═══ Material for this exercise
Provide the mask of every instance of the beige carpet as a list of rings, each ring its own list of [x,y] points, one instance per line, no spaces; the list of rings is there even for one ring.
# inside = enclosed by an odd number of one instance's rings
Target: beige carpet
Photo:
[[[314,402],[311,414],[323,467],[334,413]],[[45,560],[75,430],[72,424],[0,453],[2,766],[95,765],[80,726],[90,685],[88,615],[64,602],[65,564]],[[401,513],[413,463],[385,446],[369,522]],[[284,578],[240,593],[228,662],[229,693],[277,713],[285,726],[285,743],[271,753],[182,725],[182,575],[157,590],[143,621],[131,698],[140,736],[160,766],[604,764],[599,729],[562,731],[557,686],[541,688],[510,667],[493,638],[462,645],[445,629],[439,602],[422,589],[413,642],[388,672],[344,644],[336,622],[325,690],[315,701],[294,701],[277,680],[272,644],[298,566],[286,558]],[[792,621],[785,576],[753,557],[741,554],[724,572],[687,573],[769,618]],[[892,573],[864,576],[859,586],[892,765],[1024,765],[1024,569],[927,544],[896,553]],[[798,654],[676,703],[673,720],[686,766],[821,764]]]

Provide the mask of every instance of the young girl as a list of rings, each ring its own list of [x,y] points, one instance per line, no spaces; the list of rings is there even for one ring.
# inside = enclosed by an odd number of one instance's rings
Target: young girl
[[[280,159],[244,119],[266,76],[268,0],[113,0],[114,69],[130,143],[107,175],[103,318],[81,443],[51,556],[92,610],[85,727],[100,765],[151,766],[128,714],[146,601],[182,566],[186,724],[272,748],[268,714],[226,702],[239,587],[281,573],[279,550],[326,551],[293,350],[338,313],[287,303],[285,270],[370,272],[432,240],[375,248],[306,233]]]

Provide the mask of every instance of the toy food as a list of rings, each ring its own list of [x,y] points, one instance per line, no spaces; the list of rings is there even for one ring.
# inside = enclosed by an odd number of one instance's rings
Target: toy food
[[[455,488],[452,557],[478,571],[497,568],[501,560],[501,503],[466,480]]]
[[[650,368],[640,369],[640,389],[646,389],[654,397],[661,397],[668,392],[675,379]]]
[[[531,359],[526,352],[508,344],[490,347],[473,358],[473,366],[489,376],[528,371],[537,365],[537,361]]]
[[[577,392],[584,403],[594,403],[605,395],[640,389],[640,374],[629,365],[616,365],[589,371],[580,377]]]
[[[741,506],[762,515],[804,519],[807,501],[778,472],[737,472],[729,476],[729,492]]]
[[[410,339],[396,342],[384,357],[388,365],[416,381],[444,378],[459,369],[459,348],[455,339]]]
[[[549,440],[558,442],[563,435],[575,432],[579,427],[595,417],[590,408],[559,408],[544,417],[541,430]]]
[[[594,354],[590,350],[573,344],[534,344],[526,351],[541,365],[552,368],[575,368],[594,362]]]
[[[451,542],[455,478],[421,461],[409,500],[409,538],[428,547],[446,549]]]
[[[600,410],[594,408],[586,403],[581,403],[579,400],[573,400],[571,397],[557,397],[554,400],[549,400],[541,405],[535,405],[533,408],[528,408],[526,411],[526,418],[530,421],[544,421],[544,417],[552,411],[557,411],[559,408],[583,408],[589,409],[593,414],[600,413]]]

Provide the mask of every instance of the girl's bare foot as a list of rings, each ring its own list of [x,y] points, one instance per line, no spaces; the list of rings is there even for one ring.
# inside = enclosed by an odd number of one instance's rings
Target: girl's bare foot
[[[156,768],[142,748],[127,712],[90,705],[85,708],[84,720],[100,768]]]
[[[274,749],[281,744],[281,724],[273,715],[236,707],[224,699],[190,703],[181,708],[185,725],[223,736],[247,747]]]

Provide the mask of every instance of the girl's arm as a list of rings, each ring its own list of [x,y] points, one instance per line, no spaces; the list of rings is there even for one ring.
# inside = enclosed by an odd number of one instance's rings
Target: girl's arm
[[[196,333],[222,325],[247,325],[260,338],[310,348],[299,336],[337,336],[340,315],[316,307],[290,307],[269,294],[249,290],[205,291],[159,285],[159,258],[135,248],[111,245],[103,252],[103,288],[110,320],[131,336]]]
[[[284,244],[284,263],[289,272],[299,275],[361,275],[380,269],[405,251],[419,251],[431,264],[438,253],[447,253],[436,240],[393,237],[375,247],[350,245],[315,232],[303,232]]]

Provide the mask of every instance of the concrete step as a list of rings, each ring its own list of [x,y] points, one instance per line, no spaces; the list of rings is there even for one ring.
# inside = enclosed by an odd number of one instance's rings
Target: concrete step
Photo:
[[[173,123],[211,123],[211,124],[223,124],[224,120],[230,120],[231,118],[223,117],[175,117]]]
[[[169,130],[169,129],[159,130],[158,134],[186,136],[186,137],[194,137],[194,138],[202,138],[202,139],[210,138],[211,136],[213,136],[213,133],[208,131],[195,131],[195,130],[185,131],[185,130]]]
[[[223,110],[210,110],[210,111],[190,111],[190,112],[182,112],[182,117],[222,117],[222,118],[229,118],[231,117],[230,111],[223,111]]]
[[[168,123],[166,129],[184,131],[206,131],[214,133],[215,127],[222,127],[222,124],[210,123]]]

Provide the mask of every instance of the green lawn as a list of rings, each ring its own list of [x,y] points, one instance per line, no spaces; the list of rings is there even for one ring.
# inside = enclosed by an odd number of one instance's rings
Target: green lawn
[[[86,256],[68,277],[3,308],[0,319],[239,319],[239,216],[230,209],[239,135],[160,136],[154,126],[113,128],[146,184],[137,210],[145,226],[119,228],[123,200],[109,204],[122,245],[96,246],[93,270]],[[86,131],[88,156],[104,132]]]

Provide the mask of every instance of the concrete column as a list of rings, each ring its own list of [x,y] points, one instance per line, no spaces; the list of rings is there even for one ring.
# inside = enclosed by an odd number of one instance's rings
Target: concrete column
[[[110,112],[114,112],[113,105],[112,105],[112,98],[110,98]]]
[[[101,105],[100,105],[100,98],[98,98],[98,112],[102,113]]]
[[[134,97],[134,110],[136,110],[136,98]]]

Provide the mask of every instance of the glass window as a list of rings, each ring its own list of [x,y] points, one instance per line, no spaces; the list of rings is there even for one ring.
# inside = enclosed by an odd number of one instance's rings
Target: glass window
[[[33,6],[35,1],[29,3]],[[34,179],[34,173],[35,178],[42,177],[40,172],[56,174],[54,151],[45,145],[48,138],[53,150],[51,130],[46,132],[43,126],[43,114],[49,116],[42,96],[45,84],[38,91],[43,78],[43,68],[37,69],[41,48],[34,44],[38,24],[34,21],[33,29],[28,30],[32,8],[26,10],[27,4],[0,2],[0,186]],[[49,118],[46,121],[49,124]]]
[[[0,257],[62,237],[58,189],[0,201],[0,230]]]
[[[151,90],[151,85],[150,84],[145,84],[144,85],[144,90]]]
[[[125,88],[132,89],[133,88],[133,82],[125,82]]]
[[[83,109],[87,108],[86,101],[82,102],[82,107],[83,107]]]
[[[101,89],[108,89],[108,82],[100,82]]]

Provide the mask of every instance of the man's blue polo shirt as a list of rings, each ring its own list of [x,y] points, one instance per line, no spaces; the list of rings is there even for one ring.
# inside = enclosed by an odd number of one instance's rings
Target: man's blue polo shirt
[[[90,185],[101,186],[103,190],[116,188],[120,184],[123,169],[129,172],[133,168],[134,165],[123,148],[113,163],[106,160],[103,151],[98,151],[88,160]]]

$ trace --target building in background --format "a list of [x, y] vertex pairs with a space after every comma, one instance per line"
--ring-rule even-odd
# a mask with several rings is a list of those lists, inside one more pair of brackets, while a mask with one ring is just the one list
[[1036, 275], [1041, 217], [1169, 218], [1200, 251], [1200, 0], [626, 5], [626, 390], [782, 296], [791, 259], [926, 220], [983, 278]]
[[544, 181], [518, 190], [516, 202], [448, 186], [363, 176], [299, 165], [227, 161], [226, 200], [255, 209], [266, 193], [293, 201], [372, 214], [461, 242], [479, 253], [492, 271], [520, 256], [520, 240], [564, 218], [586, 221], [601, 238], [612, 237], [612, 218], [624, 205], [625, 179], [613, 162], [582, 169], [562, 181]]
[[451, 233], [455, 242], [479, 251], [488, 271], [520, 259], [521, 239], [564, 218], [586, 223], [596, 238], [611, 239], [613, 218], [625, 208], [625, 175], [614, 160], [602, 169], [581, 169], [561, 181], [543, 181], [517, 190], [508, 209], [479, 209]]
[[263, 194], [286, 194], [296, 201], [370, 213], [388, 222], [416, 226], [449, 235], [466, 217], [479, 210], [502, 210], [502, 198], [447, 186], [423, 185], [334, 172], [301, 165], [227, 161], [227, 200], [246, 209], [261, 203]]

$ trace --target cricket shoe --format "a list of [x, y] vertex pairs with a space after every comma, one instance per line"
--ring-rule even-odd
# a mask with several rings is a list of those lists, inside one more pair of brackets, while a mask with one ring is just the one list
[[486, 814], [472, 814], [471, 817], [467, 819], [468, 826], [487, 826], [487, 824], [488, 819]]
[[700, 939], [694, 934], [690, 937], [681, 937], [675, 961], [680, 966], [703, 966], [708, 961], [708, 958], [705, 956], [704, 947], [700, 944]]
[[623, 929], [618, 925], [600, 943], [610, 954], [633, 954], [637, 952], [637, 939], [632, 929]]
══════
Please state how many lines of the records hold the word "format", and write nothing but that number.

2